■ What this task involves
From the article on mobile device management audits below, list everything it says the scope of the audit should be set to capture.

■ Reading passage
+===+

Audits are never fun — whether you’re talking about a tax audit, energy audit, or industry compliance audits. But they’re necessary. And when it comes to mobile device management (MDM) deployments, they’re extra important, because mobile devices are endpoints that can expose your company to the security dangers and risk letting corporate data leak out.

Here’s what to consider as you plan an MDM audit and what to include.

What do you need to achieve with an MDM audit

Auditing something as broad as your MDM environment with its mix of identity products, federated cloud services, MDM solutions themselves, policies and groups, app inventories and the devices themselves can get, well, complicated. 

This means your first step is to determine what an MDM audit should cover. 

If you’re confident in auditing other aspects of your IT stack, or your entire stack is from one vendor — say you’re a fully Microsoft shop with a stack built around Entra and Azure, both of which you already have audit programs for — then you might just need to focus on Intune and your mobile device policies and configurations. But if you mix and match cloud services from multiple companies and your MDM solution is from a different vendor than everything else, you’ll need to look at your MDM links to everything else (and possibly how all your other systems link to each other). Auditing systems individually won’t give you a holistic understanding of how they work together.

If your company is subject to various compliance regimes (such as GDPR or HIPAA, for example), some subjects might be defined for you. Either way, set the scope of the audit so it can capture the systems, policies, user groups, device types, apps, user experiences and even the backend tools used in your environment. 

As with any audit, standard procedures need to be considered. Ideally, these basic processes will follow the model of other audit procedures already in place. There will always be some variation — different systems have different functions and require measuring different metrics. But there should be some connective thread that runs through how you capture audit data, process it, report your findings and list corrective steps that need to be taken based on the results. An MDM audit will obviously focus on different things than a server or network security audit, but all three should come from the same basic template.

+===+

■ Entries shown

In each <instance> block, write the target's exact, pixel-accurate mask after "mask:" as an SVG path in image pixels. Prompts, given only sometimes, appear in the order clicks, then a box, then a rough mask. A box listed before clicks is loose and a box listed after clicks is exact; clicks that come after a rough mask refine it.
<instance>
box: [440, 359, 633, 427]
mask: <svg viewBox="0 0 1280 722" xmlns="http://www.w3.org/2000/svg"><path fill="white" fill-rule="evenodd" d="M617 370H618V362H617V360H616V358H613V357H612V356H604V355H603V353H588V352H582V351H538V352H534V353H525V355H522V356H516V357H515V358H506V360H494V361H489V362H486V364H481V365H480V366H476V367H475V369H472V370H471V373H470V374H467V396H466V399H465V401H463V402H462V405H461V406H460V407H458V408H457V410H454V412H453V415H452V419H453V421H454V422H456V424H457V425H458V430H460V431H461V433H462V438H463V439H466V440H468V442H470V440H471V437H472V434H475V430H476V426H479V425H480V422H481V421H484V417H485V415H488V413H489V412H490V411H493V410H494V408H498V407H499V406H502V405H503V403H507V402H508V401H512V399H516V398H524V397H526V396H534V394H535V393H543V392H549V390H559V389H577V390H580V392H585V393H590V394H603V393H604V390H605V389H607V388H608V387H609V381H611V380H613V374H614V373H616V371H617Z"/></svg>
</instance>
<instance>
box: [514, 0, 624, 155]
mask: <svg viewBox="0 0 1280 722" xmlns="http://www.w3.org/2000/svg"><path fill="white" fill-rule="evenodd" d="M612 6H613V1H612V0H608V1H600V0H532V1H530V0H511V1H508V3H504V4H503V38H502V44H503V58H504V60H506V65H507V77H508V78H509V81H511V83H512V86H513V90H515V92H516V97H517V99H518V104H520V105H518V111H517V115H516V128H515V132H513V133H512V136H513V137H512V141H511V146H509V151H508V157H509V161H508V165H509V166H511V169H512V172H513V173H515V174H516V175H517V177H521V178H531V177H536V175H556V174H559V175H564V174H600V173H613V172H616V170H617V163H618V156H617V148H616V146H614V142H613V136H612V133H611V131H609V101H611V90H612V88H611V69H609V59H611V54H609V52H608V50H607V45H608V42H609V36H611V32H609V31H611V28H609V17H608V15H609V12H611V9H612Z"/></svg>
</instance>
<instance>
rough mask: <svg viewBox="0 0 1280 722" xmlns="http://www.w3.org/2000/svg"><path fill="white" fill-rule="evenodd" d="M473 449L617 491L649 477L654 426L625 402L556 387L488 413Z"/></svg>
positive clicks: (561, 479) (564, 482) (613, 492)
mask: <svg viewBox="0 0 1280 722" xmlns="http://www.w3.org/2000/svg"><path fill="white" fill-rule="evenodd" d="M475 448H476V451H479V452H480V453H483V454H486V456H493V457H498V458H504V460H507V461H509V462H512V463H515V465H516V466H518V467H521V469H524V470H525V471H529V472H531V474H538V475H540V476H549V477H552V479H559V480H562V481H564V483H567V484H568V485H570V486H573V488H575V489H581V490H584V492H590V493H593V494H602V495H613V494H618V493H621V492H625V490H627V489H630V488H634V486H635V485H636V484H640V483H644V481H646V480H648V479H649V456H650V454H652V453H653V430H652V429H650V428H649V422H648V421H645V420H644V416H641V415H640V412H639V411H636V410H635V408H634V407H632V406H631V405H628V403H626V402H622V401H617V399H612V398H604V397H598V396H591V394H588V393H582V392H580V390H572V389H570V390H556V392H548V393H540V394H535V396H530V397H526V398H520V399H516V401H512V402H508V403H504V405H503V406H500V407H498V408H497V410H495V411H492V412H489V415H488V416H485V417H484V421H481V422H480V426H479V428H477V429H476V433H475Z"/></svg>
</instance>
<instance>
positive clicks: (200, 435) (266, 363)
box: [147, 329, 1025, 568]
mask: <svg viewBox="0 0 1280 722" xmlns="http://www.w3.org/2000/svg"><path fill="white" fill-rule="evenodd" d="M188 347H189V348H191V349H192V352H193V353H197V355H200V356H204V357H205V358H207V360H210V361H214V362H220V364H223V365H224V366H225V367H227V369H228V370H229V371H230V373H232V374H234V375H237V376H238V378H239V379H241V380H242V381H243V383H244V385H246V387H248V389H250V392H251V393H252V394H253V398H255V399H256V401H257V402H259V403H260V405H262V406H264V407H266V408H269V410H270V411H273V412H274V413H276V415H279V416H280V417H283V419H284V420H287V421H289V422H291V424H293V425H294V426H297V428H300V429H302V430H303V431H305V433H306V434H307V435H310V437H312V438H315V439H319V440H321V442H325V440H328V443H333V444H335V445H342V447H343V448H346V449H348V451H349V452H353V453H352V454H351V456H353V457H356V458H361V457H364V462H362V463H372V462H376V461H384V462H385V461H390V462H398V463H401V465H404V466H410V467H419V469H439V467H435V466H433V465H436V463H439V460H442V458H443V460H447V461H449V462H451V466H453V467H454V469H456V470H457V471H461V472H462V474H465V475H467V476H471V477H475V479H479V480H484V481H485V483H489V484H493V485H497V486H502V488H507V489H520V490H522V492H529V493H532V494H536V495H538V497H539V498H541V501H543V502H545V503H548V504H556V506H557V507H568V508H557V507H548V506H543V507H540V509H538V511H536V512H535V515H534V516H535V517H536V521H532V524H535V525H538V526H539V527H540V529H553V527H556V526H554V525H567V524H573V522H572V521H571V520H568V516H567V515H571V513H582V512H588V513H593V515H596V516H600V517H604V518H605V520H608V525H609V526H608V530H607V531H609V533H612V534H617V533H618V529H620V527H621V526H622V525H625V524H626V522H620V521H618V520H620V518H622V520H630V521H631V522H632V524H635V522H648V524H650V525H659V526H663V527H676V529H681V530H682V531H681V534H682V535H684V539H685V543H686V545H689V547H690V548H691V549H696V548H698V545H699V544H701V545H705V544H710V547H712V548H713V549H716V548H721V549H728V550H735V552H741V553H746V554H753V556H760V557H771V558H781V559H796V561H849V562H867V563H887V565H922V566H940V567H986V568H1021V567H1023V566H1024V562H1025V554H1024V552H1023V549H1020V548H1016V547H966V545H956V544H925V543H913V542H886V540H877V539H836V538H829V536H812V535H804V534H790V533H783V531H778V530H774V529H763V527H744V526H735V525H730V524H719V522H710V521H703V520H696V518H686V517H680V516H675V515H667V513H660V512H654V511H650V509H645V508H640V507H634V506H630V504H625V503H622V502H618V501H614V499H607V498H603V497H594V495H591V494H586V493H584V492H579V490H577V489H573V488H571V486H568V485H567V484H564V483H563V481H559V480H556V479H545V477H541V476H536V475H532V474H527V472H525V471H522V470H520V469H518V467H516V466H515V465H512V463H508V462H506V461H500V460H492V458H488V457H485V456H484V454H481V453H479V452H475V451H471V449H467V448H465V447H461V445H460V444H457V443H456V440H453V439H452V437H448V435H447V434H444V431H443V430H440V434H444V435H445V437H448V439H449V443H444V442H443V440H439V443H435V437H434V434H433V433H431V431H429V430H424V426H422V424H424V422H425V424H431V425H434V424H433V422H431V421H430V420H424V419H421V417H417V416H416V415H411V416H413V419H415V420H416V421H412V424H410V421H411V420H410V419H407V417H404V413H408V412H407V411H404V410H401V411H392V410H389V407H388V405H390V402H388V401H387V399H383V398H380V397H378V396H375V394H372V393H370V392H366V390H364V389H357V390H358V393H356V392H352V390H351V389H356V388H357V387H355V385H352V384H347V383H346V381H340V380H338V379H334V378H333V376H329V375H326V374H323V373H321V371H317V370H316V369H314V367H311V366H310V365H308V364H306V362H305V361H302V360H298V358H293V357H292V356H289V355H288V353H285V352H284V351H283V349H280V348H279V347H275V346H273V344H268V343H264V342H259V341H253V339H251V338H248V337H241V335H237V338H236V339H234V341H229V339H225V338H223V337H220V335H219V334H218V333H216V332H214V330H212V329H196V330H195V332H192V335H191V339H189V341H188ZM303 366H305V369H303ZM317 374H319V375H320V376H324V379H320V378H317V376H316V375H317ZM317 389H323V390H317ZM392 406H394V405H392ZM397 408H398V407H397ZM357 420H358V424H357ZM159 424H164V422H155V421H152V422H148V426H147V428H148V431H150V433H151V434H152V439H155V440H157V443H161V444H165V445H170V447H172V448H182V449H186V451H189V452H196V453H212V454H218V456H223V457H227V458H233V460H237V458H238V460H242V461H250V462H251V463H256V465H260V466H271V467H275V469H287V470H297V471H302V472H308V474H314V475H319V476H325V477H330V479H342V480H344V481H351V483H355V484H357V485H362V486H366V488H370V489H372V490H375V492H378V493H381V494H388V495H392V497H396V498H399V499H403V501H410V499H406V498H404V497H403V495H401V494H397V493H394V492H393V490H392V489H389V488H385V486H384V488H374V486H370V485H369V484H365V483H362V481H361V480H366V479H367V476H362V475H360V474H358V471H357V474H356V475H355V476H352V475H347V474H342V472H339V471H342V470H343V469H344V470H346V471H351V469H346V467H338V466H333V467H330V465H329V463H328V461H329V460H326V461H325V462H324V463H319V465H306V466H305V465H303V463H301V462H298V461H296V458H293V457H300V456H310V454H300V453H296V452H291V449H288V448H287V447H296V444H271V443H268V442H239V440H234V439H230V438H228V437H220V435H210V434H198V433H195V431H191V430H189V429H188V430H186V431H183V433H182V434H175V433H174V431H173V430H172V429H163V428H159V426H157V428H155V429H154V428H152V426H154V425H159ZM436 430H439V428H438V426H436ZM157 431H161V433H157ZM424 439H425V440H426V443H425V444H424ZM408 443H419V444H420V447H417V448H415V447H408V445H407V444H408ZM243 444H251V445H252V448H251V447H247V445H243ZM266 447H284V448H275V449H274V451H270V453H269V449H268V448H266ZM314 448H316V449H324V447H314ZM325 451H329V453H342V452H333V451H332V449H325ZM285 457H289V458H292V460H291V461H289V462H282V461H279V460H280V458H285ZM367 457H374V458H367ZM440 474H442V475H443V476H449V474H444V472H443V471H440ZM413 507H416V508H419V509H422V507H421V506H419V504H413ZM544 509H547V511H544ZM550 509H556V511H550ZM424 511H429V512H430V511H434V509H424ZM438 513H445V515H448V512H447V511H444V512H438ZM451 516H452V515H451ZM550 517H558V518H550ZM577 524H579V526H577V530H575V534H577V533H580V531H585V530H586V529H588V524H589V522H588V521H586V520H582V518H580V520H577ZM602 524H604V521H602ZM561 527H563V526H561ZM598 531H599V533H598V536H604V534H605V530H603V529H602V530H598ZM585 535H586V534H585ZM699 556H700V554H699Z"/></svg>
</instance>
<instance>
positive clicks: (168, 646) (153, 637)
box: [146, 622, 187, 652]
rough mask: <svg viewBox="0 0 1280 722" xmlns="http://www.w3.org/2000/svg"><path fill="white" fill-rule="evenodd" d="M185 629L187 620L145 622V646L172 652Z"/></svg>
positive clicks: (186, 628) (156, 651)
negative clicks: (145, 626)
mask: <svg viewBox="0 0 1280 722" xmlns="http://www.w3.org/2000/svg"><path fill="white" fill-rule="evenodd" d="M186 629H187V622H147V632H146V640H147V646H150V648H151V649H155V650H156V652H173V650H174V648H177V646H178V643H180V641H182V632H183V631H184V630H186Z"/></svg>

+===+

■ Exercise output
- systems
- policies
- user groups
- device types
- apps
- user experiences
- the backend tools used in your environment